[Begin Supplied data]

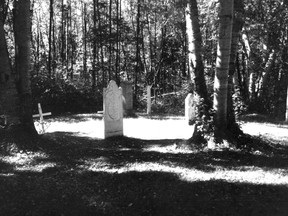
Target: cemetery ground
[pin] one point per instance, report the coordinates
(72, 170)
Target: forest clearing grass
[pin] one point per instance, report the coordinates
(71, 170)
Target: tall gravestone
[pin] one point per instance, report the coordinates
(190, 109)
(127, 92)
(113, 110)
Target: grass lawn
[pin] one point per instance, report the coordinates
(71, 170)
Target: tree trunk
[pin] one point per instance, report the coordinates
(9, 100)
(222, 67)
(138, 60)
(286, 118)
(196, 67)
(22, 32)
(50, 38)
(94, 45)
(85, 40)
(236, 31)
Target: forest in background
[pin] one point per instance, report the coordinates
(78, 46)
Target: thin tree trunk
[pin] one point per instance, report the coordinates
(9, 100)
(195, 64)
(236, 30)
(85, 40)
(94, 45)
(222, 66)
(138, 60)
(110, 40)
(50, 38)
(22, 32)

[End Supplied data]
[Begin Supplied data]

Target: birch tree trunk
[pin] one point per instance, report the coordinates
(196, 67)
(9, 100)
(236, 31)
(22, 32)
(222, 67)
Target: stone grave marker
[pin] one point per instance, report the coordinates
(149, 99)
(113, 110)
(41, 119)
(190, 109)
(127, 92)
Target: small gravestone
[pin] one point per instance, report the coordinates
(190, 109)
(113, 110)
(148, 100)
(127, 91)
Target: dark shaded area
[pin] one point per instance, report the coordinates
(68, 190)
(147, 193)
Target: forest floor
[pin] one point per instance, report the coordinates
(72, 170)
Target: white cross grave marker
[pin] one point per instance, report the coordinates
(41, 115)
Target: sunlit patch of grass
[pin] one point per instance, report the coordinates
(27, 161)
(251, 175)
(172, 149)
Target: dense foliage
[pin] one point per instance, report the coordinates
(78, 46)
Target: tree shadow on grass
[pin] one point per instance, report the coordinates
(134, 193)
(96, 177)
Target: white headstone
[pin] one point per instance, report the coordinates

[End Supplied data]
[Begin Supplied data]

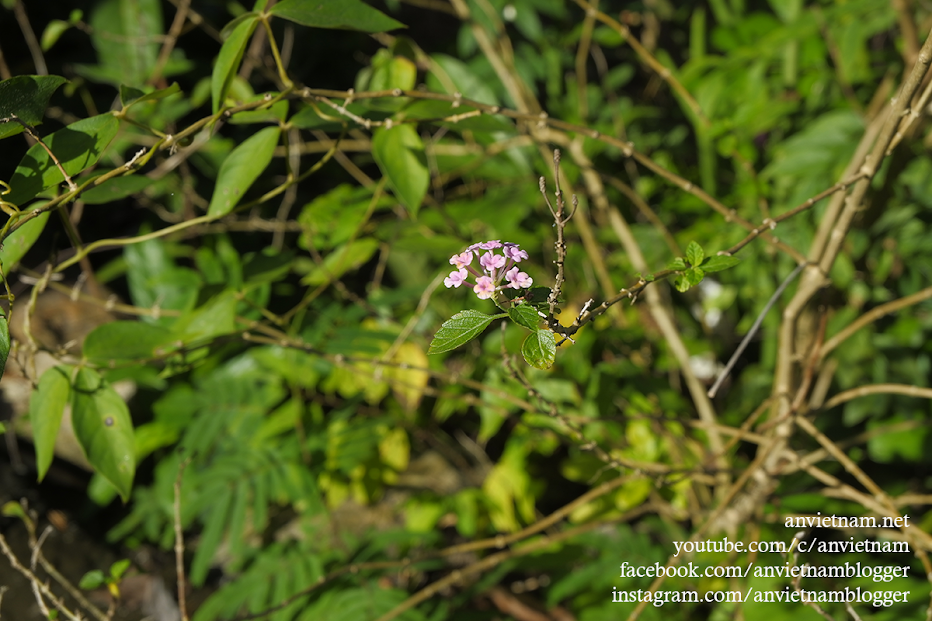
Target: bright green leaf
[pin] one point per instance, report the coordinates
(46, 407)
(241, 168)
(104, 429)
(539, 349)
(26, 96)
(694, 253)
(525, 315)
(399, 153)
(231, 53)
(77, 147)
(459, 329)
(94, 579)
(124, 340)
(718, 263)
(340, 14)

[End Supplied data]

Given problem: Gather every line of the records that holds the word "marker", and copy each one out. Case counts.

Exercise output:
Target: stone grave marker
Target: white cross grave marker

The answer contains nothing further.